Pull out every line below that contains the word "jacket" and copy each one unchanged.

Stored records:
—————
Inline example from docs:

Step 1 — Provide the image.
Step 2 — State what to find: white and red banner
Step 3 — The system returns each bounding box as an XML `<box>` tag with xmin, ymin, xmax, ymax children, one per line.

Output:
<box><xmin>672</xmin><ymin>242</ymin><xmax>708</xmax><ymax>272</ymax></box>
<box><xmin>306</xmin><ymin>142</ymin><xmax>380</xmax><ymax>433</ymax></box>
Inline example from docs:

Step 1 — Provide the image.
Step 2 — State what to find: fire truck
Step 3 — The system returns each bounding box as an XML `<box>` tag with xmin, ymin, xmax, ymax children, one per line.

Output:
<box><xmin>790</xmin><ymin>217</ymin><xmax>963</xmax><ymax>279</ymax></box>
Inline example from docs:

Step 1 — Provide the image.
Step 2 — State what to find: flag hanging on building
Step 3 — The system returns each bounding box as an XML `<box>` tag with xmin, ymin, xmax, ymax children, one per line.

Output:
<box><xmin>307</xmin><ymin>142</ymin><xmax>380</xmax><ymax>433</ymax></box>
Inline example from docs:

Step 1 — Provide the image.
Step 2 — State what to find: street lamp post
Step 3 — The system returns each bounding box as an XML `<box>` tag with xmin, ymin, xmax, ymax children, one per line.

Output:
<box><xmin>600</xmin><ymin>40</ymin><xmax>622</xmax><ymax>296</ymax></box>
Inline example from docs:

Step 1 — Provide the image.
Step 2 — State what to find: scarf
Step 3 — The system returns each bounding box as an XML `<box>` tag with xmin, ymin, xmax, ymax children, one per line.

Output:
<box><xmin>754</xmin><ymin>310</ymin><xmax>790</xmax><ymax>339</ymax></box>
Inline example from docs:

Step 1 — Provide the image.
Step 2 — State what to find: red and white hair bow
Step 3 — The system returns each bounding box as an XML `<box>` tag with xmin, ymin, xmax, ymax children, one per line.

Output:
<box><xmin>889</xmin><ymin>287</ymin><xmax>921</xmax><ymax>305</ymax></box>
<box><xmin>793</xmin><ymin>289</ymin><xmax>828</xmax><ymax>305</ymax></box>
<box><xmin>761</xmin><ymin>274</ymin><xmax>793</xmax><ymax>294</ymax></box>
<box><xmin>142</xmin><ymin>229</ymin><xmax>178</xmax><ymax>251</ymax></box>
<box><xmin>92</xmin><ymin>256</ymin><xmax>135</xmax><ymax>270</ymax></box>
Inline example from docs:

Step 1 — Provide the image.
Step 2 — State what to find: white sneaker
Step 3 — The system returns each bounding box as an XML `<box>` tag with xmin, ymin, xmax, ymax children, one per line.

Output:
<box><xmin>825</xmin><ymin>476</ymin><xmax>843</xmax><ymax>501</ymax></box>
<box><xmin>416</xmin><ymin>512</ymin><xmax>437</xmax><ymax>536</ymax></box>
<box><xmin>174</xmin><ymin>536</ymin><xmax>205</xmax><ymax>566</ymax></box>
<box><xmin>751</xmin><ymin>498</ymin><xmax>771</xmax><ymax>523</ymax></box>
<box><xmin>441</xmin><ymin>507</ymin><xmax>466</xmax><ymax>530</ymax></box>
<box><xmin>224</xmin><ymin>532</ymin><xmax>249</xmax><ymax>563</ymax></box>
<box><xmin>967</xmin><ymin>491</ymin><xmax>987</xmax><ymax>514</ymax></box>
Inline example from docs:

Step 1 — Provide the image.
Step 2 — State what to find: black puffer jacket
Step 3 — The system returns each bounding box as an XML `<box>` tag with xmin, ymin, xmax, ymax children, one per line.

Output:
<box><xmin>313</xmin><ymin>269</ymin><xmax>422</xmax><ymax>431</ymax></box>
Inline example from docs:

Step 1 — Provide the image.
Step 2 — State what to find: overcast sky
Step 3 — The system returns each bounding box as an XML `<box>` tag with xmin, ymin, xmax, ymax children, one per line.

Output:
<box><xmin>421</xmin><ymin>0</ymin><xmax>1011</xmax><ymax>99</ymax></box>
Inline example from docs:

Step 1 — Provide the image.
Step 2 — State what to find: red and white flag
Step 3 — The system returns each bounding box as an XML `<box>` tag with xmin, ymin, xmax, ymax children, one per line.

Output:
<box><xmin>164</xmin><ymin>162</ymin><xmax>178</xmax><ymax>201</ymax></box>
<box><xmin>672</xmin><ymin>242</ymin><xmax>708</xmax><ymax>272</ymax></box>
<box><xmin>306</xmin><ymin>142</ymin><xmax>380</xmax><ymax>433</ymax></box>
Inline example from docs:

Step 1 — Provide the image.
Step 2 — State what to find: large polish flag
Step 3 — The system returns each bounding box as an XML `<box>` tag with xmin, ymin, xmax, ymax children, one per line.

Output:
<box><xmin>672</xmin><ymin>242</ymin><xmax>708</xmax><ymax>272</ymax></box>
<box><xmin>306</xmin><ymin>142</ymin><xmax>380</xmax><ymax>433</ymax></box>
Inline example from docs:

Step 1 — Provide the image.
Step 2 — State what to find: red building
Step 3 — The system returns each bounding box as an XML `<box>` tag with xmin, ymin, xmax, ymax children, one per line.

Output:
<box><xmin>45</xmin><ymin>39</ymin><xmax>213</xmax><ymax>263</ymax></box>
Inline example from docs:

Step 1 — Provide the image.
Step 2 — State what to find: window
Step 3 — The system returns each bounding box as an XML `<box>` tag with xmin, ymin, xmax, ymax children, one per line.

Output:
—————
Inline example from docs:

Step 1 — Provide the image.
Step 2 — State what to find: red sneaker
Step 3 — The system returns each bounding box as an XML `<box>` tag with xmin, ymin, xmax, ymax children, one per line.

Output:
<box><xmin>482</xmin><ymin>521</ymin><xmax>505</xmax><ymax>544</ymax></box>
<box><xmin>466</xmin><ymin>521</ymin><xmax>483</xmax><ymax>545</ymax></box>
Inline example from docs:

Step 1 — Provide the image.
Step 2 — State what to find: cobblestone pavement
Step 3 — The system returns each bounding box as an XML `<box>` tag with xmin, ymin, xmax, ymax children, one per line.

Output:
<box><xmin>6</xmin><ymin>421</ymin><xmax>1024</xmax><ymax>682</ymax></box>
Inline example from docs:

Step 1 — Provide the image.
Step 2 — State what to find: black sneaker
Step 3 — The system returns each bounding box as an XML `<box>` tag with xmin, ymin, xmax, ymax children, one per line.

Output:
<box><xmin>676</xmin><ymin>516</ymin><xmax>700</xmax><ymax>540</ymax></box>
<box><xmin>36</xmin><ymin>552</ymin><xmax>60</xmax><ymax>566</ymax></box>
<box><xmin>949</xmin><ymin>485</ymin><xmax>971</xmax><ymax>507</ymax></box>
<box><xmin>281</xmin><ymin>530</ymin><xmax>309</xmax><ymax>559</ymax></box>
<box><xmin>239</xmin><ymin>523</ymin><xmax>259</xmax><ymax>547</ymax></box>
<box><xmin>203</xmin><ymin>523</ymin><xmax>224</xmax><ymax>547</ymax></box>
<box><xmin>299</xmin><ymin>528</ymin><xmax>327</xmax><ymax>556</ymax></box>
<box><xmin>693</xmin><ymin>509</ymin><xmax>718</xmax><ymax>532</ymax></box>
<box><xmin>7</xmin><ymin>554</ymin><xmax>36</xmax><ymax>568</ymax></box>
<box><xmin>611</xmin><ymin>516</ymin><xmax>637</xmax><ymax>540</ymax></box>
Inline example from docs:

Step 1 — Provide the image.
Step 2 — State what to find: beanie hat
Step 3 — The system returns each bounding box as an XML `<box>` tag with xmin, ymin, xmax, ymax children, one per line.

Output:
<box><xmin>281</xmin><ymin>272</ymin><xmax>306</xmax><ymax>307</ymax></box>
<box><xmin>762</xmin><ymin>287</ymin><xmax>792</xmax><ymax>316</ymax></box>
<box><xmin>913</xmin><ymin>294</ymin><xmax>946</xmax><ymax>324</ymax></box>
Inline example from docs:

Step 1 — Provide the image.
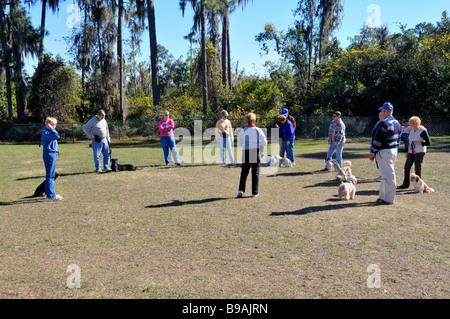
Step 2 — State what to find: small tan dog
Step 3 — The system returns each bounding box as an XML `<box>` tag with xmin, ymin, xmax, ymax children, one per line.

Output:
—————
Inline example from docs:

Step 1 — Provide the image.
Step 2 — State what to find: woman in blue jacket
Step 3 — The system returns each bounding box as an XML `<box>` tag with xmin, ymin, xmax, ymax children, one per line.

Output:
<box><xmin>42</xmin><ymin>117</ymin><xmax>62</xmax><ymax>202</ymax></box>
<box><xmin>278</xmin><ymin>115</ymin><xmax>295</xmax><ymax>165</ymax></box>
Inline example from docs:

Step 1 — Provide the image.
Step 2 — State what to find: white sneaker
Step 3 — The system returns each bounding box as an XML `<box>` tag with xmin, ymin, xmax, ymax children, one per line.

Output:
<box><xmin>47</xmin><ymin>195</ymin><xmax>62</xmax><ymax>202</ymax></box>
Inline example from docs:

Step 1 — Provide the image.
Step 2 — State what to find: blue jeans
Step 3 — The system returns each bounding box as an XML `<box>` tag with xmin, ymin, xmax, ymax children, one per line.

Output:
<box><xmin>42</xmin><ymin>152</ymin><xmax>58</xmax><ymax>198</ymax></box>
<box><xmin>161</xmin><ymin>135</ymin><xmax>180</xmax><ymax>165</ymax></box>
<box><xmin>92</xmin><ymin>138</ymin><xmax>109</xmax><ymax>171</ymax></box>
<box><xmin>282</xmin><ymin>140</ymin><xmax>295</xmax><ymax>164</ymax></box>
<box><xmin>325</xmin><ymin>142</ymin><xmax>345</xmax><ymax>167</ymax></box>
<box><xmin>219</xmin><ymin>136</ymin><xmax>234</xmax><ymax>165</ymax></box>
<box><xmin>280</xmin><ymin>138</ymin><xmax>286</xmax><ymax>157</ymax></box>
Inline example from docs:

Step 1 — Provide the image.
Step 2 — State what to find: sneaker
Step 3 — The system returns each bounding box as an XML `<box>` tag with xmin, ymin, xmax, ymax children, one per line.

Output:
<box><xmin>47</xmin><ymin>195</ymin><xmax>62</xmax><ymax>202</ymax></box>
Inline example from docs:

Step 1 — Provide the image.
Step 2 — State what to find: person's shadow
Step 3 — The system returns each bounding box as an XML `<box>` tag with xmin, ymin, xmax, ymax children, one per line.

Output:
—————
**Response below:**
Step 2 — State what to find: black puffer jacket
Step 2 — State what to find: woman in blue jacket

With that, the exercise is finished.